- [Passage provided]

## Begin

The second part of the diversification strategy included the issuance of
the Debentures announced on October 22, 2007. The offering is expected to
close on or about November 16, 2007. The Debentures have a maturity date of
November 30, 2012 and will bear interest at a rate of 7.0% payable
semi-annually in arrears on May 31 and November 30 each year beginning May 31,
2008. Each $1,000 debenture is convertible into 43.4783 trust units (or a
conversion price of $23.00 per trust unit) at any time at the option of the
holders of the Debentures. The net proceeds of the offering will be used to
repay outstanding indebtedness borrowed to fund acquisitions and growth
capital and will not reduce the total amount available under the Credit
Facility. The Debentures are not included in the definition of funded debt for
the purposes of calculating financial covenants in the Credit Facility.
The Corporation has entered into a letter agreement with J.P. Morgan
Securities Inc. and CIBC World Markets Inc. (collectively, the "Agents")
pursuant to which the Agents have agreed to act as placement agents, on a best
efforts basis, in connection with a possible offering by the Corporation of
approximately $150.0 million of debt securities (the "Debt Securities") on a
private placement basis. There can be no assurance that all or any portion of
such private placement will be completed. Upon each issuance of Debt
Securities, if any, the Corporation is required under the Credit Facility to
repay and cancel a portion of the total commitment under the Credit Facility
equal to the net proceeds thereof up to a maximum of $200.0 million.
As at September 30, 2007, the Fund had drawn $230.8 million on its credit
facility compared to $166.3 million outstanding at December 31, 2006, an
increase of $64.5 million. The increase was due to recent acquisitions
completed for a total of $37.6 million, growth capital to date of
$57.8 million and distributions in excess of cash flow generated from
operating activities of $34.8 million (which includes net changes in working
capital). These were offset by an equity financing completed in January 2007
pursuant to which the Fund issued 3.0 million trust units for net proceeds of
$74.1 million. As at September 30, 2007, after giving effect to the Nova Pb
acquisition and applying the net proceeds of the convertible debenture issue,
Newalta's unused capacity on its credit facility was approximately
$204.7 million (net of outstanding letters of credit in the amount of
$40.1 million).
Newalta is restricted from declaring distributions and distributing cash
if the Corporation is in breach of the covenants under its credit facility.
Financial performance relative to the financial ratio covenants under the
current Credit Facility is reflected in the table below:

-------------------------------------------------------------------------
Ratio September 30, 2007 Threshold
-------------------------------------------------------------------------
Current Ratio(1) 1.92:1 1.20:1 minimum
Funded Debt to EBITDA(2) 2.57:1 3.00:1 maximum(3)

## End

- [Tasks and exercises]
• 1. From the passage on the debentures and credit facility, list each cause it gives for the increase in the amount drawn on the credit facility, with its dollar figure.
• 2. Pick up the passage on the debentures and credit facility where it stops, and carry it forward.

- [Recorded data]
## Begin

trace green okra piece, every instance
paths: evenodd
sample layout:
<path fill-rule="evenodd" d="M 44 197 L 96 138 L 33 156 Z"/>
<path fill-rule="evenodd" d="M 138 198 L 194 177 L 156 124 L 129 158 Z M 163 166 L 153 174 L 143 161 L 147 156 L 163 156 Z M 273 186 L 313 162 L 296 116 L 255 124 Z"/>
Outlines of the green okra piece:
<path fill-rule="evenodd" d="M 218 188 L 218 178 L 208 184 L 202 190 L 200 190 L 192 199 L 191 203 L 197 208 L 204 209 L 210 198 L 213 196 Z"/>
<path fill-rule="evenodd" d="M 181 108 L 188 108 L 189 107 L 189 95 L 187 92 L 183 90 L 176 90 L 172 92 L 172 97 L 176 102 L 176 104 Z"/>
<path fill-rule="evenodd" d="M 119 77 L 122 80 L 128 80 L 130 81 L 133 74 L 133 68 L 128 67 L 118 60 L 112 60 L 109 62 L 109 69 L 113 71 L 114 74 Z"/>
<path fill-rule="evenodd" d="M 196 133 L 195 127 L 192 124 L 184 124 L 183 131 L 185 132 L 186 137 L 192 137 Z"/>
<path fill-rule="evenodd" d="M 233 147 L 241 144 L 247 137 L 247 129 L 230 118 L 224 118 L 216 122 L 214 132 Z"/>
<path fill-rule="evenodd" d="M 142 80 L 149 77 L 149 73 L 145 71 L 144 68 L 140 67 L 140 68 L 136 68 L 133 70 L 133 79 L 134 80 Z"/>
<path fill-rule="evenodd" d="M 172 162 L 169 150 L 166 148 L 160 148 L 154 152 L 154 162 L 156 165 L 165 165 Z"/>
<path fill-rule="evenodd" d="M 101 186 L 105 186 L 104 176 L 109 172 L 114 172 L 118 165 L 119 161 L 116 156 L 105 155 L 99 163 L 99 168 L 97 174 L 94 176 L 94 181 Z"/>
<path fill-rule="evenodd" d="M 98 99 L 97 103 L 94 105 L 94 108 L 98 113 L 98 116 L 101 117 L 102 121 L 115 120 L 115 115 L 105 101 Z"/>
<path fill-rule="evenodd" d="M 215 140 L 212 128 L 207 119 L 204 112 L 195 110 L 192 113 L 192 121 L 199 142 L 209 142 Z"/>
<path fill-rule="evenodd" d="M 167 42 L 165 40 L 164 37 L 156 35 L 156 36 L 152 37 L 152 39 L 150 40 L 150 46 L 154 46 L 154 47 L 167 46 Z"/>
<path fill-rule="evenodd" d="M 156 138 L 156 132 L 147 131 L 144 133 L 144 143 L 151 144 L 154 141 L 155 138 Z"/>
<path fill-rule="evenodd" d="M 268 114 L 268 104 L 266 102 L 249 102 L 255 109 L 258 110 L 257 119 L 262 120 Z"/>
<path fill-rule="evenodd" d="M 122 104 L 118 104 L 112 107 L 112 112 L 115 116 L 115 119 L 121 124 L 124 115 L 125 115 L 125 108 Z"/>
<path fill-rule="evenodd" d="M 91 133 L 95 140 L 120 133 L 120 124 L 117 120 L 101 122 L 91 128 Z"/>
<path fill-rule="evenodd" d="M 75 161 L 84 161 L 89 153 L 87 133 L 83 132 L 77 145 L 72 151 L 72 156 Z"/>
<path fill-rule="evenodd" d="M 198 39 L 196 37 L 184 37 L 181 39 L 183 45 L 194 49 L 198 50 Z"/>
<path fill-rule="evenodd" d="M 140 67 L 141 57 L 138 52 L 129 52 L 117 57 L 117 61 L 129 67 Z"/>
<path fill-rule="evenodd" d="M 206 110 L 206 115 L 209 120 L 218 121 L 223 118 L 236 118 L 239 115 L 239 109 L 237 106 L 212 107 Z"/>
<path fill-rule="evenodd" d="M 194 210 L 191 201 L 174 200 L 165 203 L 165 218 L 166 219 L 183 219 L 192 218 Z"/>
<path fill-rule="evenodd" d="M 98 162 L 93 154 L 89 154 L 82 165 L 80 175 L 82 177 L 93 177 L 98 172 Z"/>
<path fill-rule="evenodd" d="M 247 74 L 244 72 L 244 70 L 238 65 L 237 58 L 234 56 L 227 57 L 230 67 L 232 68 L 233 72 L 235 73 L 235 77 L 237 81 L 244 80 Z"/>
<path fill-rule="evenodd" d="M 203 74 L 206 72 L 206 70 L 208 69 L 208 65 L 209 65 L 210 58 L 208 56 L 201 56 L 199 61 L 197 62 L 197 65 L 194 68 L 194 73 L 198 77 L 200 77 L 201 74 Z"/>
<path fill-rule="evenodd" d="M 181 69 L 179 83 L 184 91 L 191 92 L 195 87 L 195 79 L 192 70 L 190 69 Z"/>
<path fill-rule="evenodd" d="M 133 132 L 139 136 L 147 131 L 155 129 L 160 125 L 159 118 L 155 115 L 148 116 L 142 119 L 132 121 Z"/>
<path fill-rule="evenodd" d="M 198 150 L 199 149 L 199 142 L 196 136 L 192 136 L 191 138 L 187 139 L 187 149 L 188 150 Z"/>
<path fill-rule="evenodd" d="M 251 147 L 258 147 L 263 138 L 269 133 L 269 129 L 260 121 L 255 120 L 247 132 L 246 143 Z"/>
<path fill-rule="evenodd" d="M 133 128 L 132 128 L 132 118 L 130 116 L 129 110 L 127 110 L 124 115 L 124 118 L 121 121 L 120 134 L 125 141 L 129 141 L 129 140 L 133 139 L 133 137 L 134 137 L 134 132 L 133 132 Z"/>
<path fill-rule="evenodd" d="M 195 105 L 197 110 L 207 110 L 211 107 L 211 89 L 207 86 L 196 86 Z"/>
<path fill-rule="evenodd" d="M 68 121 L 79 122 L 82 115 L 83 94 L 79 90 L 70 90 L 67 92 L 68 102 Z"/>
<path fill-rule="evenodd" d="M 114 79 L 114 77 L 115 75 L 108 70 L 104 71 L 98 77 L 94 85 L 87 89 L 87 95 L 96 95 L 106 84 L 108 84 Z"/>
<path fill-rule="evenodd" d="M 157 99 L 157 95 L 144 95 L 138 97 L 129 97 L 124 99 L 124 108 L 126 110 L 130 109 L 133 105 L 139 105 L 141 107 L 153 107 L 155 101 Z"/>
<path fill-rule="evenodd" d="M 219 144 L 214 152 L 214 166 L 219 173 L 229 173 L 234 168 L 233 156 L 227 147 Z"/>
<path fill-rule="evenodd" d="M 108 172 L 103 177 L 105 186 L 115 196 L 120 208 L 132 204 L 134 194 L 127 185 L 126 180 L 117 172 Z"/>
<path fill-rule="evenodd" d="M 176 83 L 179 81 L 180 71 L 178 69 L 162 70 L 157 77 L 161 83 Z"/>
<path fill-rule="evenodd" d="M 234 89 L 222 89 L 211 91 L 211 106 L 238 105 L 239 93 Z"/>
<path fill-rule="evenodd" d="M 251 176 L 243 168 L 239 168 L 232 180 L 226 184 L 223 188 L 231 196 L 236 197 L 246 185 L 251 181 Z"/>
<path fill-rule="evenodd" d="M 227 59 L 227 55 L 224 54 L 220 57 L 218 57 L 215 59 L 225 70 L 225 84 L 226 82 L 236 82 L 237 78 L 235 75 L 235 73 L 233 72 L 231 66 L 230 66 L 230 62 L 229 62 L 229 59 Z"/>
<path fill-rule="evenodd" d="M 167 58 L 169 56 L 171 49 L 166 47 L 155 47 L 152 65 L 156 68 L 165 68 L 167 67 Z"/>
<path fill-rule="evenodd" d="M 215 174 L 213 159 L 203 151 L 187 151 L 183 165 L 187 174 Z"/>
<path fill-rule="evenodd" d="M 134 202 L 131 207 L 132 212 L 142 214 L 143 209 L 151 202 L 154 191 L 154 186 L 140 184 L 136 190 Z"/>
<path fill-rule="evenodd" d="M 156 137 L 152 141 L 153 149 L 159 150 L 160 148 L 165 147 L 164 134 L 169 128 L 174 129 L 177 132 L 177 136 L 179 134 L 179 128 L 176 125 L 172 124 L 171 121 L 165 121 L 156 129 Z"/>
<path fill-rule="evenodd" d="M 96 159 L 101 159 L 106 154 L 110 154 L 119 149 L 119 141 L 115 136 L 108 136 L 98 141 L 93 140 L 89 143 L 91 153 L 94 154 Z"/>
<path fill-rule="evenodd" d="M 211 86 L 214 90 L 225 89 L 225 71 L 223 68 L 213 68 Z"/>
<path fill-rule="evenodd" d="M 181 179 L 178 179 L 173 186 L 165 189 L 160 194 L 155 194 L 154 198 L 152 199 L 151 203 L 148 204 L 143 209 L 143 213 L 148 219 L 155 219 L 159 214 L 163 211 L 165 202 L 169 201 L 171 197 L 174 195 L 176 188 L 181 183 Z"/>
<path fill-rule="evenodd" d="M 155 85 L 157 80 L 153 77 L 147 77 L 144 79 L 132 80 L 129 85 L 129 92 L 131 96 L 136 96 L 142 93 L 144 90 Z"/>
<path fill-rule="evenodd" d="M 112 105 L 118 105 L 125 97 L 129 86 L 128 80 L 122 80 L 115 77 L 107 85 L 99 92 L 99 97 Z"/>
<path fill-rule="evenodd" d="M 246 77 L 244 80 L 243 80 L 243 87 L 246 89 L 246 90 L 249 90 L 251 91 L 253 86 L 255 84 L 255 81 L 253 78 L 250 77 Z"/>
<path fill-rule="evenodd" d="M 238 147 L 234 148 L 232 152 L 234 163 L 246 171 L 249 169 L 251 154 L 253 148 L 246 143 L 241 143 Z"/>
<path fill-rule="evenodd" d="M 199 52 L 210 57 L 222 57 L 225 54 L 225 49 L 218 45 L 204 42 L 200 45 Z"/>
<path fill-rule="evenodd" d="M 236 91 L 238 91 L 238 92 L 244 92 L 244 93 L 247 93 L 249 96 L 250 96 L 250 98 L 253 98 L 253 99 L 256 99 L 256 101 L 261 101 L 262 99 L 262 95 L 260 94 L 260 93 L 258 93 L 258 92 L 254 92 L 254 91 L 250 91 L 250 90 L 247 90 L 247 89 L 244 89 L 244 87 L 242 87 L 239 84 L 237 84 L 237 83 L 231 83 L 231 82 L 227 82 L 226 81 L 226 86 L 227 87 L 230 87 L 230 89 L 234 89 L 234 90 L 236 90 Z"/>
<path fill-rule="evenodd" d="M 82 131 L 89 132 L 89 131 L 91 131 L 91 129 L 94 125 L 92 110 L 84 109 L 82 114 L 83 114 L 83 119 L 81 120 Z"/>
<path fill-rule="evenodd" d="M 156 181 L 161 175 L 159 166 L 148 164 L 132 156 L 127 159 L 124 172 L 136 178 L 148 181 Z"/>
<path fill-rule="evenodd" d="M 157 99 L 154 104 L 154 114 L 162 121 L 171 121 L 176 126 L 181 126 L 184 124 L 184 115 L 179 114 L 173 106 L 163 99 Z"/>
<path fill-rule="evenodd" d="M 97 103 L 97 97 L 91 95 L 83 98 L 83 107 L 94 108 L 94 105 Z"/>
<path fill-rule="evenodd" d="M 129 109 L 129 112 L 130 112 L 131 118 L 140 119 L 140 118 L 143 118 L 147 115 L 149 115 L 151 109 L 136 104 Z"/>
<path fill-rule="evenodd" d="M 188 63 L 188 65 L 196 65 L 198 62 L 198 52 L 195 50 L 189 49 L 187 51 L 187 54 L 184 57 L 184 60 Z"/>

## End

- [Outputs by task]
• 1.
- Recent acquisitions: $37.6 million
- Growth capital to date: $57.8 million
- Distributions in excess of cash flow generated from operating activities: $34.8 million (includes net changes in working capital)

• 2.
Fixed Charge Coverage Ratio(4) 2.02:1 1.00:1 minimum
-------------------------------------------------------------------------
(1) Current Ratio means, the ratio of consolidated current assets to
consolidated net current liabilities (excluding the current portion
of long-term debt and capital leases outstanding, if any).
(2) Funded Debt to EBITDA means the ratio of consolidated Funded Debt to
the aggregate EBITDA for the trailing twelve-months. Funded Debt is
defined as long-term debt and capital leases including any current
portion thereof but excluding future income taxes and future site
restoration costs. EBITDA is defined as the trailing twelve-months of
EBITDA for the Fund which is normalized for any acquisitions
completed during that time frame and excluding any dispositions
incurred as if they had occurred at the beginning of the trailing
twelve-months.
(3) In the third quarter of 2008, the threshold amount will decrease to
2.75:1.00 and in the fourth quarter of 2008 this threshold will
decrease to 2.50:1.00.
(4) Fixed Charge Coverage Ratio means, based on the trailing 12-month
EBITDA less unfinanced capital expenditures and cash taxes to the sum
of the aggregate of principal payments (include amounts under capital
leases), interest, dividends and cash distribution paid by the Fund
for such period, other than cash payments in respect of the DRIP
program of the Fund.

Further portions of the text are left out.